▶ [PROBLEM DETAILS]: Each record is to be transcribed in full and exactly.
INPUT DATA START
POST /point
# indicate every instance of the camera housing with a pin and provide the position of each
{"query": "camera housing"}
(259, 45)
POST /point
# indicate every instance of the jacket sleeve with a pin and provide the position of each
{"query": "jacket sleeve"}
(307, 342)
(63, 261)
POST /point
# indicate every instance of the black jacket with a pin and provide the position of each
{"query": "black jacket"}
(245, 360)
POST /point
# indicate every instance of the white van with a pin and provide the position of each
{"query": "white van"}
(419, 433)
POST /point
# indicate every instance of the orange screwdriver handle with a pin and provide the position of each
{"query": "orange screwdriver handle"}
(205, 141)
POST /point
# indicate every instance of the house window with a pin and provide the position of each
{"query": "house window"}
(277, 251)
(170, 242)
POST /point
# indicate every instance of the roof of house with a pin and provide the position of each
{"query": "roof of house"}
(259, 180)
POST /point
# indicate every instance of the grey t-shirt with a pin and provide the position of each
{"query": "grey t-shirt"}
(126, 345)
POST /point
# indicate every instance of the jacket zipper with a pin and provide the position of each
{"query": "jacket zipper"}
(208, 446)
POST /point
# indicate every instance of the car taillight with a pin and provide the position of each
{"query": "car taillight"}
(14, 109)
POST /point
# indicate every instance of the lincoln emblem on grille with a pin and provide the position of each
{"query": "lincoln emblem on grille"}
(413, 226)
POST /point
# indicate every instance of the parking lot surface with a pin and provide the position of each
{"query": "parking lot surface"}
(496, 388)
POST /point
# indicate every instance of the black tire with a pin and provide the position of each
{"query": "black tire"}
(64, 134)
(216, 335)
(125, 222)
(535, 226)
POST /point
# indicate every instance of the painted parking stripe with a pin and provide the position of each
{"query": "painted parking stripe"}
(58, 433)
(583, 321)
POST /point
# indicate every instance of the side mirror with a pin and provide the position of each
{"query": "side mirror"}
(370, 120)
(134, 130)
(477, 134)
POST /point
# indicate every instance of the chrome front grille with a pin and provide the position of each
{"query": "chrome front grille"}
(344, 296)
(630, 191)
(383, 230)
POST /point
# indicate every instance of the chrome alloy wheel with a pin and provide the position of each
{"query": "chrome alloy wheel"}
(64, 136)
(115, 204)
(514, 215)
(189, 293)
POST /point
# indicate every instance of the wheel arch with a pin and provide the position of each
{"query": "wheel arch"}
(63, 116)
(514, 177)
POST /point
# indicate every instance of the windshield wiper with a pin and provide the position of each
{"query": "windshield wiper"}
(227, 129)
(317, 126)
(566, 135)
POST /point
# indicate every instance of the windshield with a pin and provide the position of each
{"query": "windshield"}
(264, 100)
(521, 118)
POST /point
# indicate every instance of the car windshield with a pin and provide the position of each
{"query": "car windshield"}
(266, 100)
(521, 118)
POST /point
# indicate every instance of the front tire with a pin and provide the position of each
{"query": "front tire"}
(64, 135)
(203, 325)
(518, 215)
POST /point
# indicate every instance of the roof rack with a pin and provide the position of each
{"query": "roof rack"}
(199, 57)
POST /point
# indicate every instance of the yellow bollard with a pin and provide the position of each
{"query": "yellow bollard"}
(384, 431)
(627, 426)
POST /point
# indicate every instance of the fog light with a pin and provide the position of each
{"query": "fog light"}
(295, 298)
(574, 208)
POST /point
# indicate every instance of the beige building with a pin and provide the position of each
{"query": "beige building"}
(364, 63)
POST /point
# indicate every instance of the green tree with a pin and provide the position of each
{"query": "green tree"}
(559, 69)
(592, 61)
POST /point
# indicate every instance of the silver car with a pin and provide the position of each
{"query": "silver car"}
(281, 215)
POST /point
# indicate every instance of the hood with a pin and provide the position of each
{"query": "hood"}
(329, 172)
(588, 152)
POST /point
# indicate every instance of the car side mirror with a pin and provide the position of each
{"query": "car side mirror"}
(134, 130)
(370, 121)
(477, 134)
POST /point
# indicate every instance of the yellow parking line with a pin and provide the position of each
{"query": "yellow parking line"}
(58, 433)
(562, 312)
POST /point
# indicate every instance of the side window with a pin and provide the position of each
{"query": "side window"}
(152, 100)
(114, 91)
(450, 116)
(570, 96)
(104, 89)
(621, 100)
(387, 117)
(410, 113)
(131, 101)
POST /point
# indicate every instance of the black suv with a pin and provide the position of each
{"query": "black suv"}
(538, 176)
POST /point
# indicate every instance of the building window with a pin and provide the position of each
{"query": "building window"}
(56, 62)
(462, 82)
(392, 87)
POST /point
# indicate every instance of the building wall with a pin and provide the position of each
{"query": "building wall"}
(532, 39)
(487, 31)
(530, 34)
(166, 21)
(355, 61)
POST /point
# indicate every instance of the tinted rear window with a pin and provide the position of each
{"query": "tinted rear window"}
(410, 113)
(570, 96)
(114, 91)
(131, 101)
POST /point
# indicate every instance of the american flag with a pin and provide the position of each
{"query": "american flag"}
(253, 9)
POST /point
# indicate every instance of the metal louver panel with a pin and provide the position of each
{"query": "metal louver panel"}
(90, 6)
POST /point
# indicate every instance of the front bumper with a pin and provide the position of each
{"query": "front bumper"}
INPUT DATA END
▶ [EXPECTED ANSWER]:
POST /point
# indicate every instance of the camera housing with a pin and provide the position of each
{"query": "camera housing"}
(259, 45)
POST /point
# indicate every instance of the jacket sleeve with a pin and provide the position of each
{"query": "jacket sleeve"}
(307, 342)
(63, 261)
POST /point
# indicate every instance of the black jacket with a pin and provide the position of each
{"query": "black jacket"}
(245, 360)
POST /point
# indicate every instance of the white van with a pin and provide the position of each
{"query": "white van"}
(419, 433)
POST /point
# indicate every instance of the orange screwdriver handle with a pin and provide the position of each
{"query": "orange screwdriver handle"}
(205, 141)
POST /point
# indicate every instance of the house window with a pin and provide the position of each
{"query": "house window"}
(277, 251)
(170, 242)
POST /point
# indicate every instance of the roof of house with a pin and provide the position of each
{"query": "roof of house"}
(259, 180)
POST /point
# indicate every instance of the grey t-shirt with a pin and provide the position of each
{"query": "grey t-shirt"}
(126, 345)
POST /point
# indicate every instance of the jacket zipper with a pin and provide the position of each
{"query": "jacket zipper"}
(208, 446)
POST /point
# indicate every instance of the car taillight with a pin and provide the position of each
{"query": "car taillight"}
(14, 109)
POST /point
# indicate every instance of the lincoln emblem on grille with a pin and provide the position of each
{"query": "lincoln emblem on grille"}
(413, 226)
POST /point
# indicate every instance of the parking lot surface with a pin and provide the position of each
{"query": "parking lot surface"}
(496, 388)
POST /point
# indicate every instance of the black tire with a pin and provide the position of each
{"query": "black tire"}
(64, 134)
(216, 335)
(125, 222)
(535, 226)
POST /point
# indicate every instance of the painted parking stripe with a pin and provide the position of each
{"query": "painted parking stripe"}
(58, 433)
(583, 321)
POST /point
# indicate every instance of the side mirror with a pin and provide the position of each
{"query": "side mirror"}
(370, 120)
(134, 130)
(477, 134)
POST /point
# indicate every instance of the chrome front grille with a pin and provide the position of each
{"query": "chrome front grille"}
(344, 296)
(630, 191)
(383, 230)
POST /point
# indicate every instance of the chrome alloy wheel with a pin and provide the position of each
{"query": "chrome alloy wheel"}
(64, 136)
(115, 204)
(514, 215)
(189, 293)
POST /point
# indicate every instance of the wheel arch with a pin and provide the position of each
{"query": "wheel arch"}
(63, 116)
(514, 177)
POST /point
# indicate every instance of the windshield wiper with a pin and provide the position of each
{"query": "windshield wiper"}
(227, 129)
(317, 126)
(566, 135)
POST /point
# indicate every instance of the windshield with a pin and provide the position of each
{"query": "windshield"}
(264, 100)
(521, 118)
POST /point
# indicate every instance of the car windshield with a pin and provide the position of each
{"query": "car windshield"}
(266, 100)
(521, 118)
POST /point
# indicate every instance of the front tire with a pin and provide the position of each
{"query": "front tire"}
(64, 135)
(203, 325)
(518, 215)
POST /point
# indicate every instance of the roof rack with a pin and provide the position of each
{"query": "roof rack"}
(199, 57)
POST /point
# indicate every instance of the yellow bollard with a pin and provide the position of each
{"query": "yellow bollard"}
(384, 431)
(627, 426)
POST /point
# indicate every instance of the fog light with a pin and provide the position of each
{"query": "fog light"}
(295, 298)
(574, 208)
POST /point
# indicate every instance of the beige building with a pin and provide the position of each
{"query": "beige building"}
(364, 63)
POST /point
# indicate every instance of the green tree with a pin and provide the position of each
{"query": "green tree"}
(559, 69)
(592, 61)
POST /point
# indicate every instance of the silver car with a pin and provide the position of each
{"query": "silver car"}
(281, 215)
POST /point
# indicate every instance of the hood with a pin and provide the position of each
{"query": "hood"}
(329, 172)
(588, 152)
POST /point
# indicate every instance of the car side mirror with a pin and provide the position of each
{"query": "car side mirror"}
(134, 130)
(370, 121)
(477, 134)
POST /point
# indicate every instance of the yellow parking line with a pin and provide the position of each
{"query": "yellow parking line"}
(58, 433)
(562, 312)
POST /point
# indicate every instance of the side window with a pin and provide the position of each
{"query": "side window"}
(152, 100)
(114, 91)
(450, 116)
(570, 96)
(104, 89)
(621, 100)
(387, 117)
(410, 113)
(131, 101)
POST /point
# indicate every instance of the black suv with a pin and provide the position of each
{"query": "black suv"}
(538, 176)
POST /point
# indicate every instance of the building window with a pin and provide the position of each
{"query": "building window"}
(56, 62)
(462, 82)
(392, 87)
POST /point
# indicate every instance of the building wall with a pin and provide the position of each
{"query": "building wall"}
(532, 39)
(487, 31)
(530, 34)
(166, 21)
(355, 61)
POST /point
# indicate every instance of the tinted rear window with a pin and provide the position of each
{"query": "tinted rear window"}
(410, 113)
(570, 96)
(114, 91)
(131, 101)
POST /point
# indicate every instance of the american flag with a pin and provide the position of each
{"query": "american flag"}
(253, 9)
POST /point
# indicate every instance of the metal louver panel with a pin and provide the position of each
{"query": "metal louver panel"}
(90, 6)
POST /point
# indicate every instance of the front bumper with a pin and provide the position of each
{"query": "front bumper"}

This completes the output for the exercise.